## Begin Entries

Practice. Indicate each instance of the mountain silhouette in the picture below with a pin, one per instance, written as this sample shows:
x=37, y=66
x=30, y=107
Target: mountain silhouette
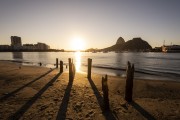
x=136, y=44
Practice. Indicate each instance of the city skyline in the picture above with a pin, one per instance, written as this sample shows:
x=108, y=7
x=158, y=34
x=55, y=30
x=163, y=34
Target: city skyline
x=98, y=24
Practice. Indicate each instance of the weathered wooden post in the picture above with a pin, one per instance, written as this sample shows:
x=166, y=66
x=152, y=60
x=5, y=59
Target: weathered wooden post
x=129, y=82
x=56, y=62
x=70, y=69
x=89, y=68
x=61, y=66
x=74, y=70
x=105, y=93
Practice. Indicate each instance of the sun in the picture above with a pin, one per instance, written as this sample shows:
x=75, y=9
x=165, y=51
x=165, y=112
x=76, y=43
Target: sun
x=78, y=44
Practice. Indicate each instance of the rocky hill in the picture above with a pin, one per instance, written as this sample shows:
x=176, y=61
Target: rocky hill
x=136, y=44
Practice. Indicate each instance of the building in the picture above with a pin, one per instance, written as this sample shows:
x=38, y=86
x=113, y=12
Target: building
x=42, y=46
x=28, y=47
x=171, y=48
x=4, y=47
x=16, y=42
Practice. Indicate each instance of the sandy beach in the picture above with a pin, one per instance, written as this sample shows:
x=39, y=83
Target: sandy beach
x=39, y=93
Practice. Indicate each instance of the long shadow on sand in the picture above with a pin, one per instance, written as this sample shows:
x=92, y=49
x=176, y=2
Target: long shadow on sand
x=107, y=114
x=28, y=104
x=17, y=90
x=63, y=108
x=143, y=112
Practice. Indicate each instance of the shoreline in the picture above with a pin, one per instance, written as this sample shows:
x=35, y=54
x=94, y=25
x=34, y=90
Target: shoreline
x=43, y=93
x=101, y=71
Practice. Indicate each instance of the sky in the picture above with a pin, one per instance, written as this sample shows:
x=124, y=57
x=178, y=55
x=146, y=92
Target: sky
x=95, y=23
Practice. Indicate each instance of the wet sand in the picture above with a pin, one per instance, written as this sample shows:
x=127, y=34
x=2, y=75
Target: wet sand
x=40, y=93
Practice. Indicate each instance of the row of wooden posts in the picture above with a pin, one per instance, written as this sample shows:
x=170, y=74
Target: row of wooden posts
x=129, y=80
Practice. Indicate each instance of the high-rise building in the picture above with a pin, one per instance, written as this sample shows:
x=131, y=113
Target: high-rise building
x=16, y=42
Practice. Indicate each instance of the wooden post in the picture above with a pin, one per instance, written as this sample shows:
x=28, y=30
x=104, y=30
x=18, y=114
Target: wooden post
x=70, y=69
x=61, y=66
x=74, y=70
x=89, y=68
x=56, y=62
x=129, y=82
x=105, y=93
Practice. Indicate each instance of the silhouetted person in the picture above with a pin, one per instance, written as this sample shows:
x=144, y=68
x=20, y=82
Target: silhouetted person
x=40, y=64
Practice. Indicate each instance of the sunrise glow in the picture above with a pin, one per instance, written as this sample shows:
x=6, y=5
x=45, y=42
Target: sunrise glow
x=78, y=44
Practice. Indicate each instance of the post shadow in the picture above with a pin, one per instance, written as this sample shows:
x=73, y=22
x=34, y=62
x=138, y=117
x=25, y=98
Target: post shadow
x=141, y=110
x=28, y=104
x=17, y=90
x=64, y=104
x=107, y=114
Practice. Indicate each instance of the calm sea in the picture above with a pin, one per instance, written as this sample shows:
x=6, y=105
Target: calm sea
x=154, y=66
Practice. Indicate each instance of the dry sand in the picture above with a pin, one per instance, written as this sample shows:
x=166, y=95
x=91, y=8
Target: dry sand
x=39, y=93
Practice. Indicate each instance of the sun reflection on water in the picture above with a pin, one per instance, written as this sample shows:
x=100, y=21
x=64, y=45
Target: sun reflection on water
x=78, y=61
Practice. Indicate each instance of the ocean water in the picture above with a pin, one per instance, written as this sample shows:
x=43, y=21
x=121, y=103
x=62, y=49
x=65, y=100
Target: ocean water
x=154, y=66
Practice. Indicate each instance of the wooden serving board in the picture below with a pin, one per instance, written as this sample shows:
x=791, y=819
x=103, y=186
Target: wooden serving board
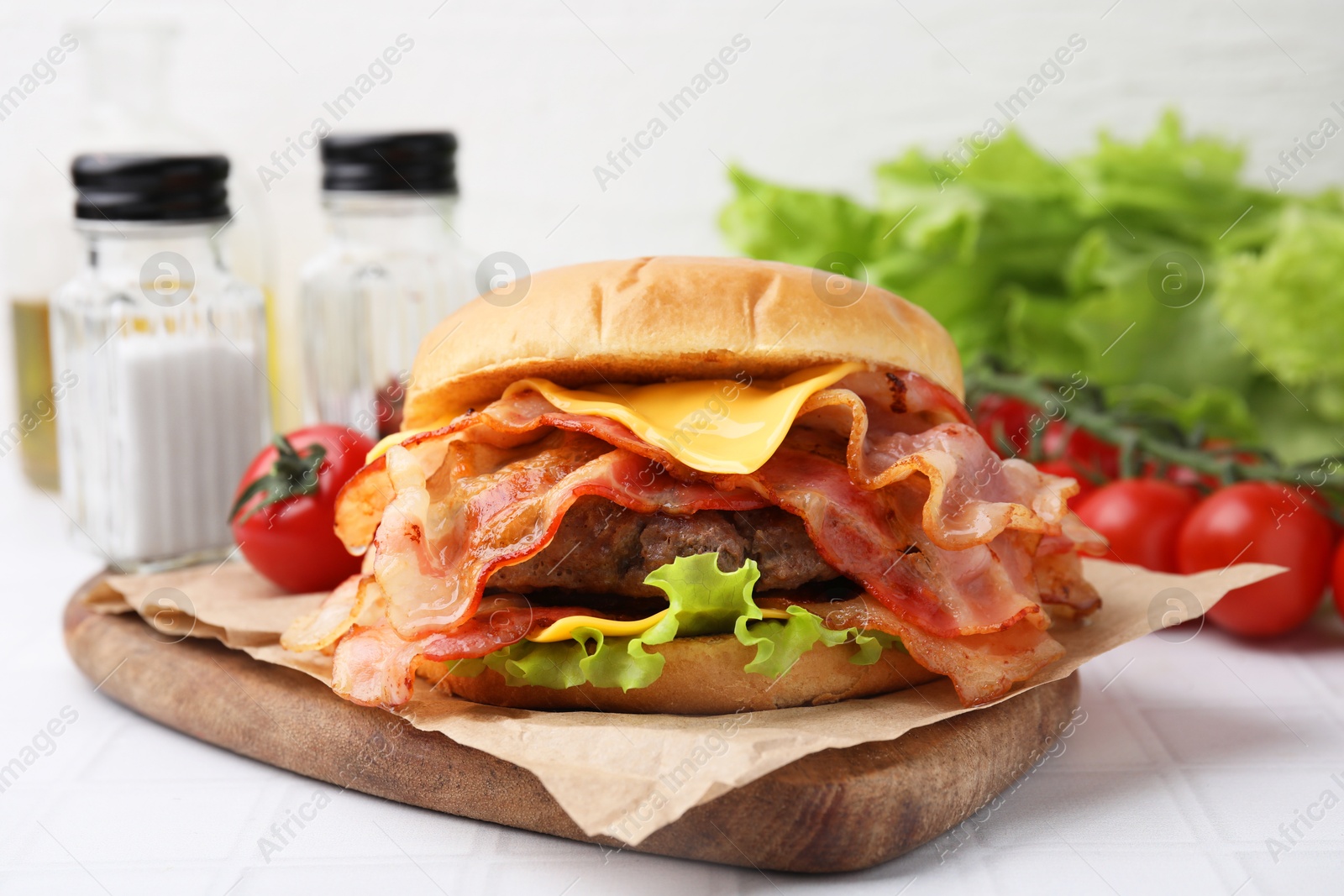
x=830, y=812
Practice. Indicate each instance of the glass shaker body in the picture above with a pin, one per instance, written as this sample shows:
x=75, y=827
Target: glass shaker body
x=391, y=270
x=158, y=354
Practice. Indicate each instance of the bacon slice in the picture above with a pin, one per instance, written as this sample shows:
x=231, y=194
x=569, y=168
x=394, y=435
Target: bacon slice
x=433, y=558
x=947, y=553
x=338, y=613
x=981, y=667
x=375, y=667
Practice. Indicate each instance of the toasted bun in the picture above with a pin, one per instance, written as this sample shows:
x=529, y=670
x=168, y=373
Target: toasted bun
x=659, y=318
x=705, y=678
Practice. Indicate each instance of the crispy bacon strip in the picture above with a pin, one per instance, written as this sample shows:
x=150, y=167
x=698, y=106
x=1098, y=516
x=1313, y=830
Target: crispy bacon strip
x=875, y=537
x=981, y=667
x=433, y=558
x=375, y=667
x=911, y=402
x=948, y=555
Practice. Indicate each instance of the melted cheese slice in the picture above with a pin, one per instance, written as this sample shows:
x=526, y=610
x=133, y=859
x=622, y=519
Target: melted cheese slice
x=564, y=627
x=714, y=426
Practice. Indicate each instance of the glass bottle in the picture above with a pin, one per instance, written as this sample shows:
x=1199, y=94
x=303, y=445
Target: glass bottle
x=391, y=270
x=159, y=354
x=125, y=107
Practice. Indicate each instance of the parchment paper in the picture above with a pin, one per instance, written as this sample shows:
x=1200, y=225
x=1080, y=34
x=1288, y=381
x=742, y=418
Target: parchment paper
x=627, y=775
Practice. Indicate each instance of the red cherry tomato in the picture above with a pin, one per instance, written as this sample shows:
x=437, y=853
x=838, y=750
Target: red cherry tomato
x=1260, y=523
x=1337, y=578
x=1082, y=449
x=286, y=511
x=1140, y=519
x=1063, y=468
x=1001, y=418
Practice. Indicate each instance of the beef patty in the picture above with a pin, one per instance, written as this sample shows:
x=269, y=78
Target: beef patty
x=604, y=548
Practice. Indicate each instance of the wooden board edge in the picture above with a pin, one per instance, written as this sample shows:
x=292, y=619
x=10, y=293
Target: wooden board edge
x=835, y=810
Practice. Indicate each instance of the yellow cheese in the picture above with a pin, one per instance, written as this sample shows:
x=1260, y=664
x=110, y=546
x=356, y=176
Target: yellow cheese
x=389, y=441
x=714, y=426
x=564, y=627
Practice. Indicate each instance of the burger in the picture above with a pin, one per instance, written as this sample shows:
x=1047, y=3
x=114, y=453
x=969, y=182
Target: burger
x=694, y=485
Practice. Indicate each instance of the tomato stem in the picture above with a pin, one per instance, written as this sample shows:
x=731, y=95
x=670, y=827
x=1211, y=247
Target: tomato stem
x=291, y=476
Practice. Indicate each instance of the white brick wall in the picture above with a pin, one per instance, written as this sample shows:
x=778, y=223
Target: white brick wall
x=824, y=92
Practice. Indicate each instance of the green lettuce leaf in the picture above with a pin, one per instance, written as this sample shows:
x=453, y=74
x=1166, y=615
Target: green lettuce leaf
x=702, y=600
x=780, y=642
x=1043, y=264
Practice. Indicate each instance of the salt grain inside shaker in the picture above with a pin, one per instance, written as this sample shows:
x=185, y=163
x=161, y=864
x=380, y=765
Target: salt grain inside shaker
x=161, y=355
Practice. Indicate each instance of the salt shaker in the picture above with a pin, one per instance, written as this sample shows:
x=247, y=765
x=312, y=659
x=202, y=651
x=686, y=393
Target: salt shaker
x=158, y=354
x=393, y=268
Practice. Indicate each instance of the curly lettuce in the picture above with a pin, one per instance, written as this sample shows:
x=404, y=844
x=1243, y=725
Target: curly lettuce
x=1047, y=265
x=702, y=600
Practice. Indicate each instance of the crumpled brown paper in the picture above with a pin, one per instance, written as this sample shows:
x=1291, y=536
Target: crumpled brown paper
x=627, y=775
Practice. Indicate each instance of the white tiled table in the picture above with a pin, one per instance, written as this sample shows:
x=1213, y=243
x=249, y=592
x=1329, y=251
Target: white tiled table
x=1191, y=757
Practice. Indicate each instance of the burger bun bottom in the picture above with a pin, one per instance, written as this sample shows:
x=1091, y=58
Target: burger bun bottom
x=705, y=678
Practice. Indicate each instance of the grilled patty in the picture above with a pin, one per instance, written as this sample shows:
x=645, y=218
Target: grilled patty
x=604, y=548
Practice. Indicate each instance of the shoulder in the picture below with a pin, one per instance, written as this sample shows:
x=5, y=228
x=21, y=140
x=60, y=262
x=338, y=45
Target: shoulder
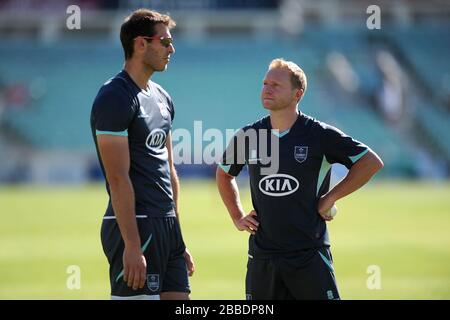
x=257, y=125
x=161, y=90
x=113, y=91
x=320, y=127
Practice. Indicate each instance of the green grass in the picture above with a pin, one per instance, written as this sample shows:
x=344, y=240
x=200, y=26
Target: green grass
x=401, y=227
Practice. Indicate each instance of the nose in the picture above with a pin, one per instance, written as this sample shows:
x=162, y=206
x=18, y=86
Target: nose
x=171, y=48
x=267, y=90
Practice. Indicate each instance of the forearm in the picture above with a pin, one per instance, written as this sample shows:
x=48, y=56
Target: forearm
x=123, y=202
x=175, y=188
x=361, y=172
x=229, y=192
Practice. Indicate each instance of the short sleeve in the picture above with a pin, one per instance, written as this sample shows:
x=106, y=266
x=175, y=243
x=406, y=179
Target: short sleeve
x=341, y=148
x=233, y=159
x=113, y=112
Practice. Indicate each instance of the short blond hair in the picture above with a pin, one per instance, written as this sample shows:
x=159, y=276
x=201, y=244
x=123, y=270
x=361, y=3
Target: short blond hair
x=298, y=77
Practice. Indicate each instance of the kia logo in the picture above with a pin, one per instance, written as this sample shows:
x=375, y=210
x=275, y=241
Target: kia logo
x=278, y=185
x=156, y=139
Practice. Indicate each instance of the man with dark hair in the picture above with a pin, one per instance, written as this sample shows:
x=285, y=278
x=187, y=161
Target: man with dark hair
x=289, y=255
x=131, y=122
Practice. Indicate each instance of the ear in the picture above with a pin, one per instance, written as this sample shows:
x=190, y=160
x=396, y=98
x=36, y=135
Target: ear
x=298, y=94
x=139, y=45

## End Entries

#### Exercise goal
Extract the closing run of lines, starting with the one containing "Practice. Indicate each instance of the nose" and ending at the last, exactly as written.

#### Written reply
Practice. Indicate each instance of the nose in the picture above with a pin, one per instance, written as this sample shows:
x=162, y=206
x=18, y=86
Target: nose
x=171, y=48
x=267, y=90
Practice. Indicate each instance of the forearm in the picture above with a pin, one per instance, written as this sample shows:
x=48, y=56
Target: forearm
x=123, y=202
x=175, y=188
x=361, y=172
x=229, y=192
Practice. Indicate each instance of the short sleeve in the picture above with a pin, one per instance, written as this sample shows:
x=106, y=266
x=175, y=243
x=406, y=179
Target: short sleeve
x=341, y=148
x=233, y=159
x=113, y=112
Practice. Indicate each instance of the short blond hair in the picture above with a pin, one per instance, written as this sample shows:
x=159, y=276
x=201, y=244
x=123, y=270
x=361, y=3
Target: short blond hair
x=298, y=77
Practice. Indicate each instance of the kia logo in the picture above with a pin, one per instance, written as this sample shows:
x=375, y=210
x=275, y=241
Target: kia logo
x=278, y=185
x=156, y=139
Practice. Indicate each instance of the man with dark hair in the picture above with a pin, one per instance, written as this sample shows:
x=285, y=278
x=187, y=161
Target: man with dark hair
x=289, y=255
x=131, y=122
Practice. Indicate each instance of the ear in the picture above with a pin, one per instance, written as this sample shows:
x=190, y=160
x=396, y=98
x=36, y=135
Target: ear
x=298, y=94
x=139, y=45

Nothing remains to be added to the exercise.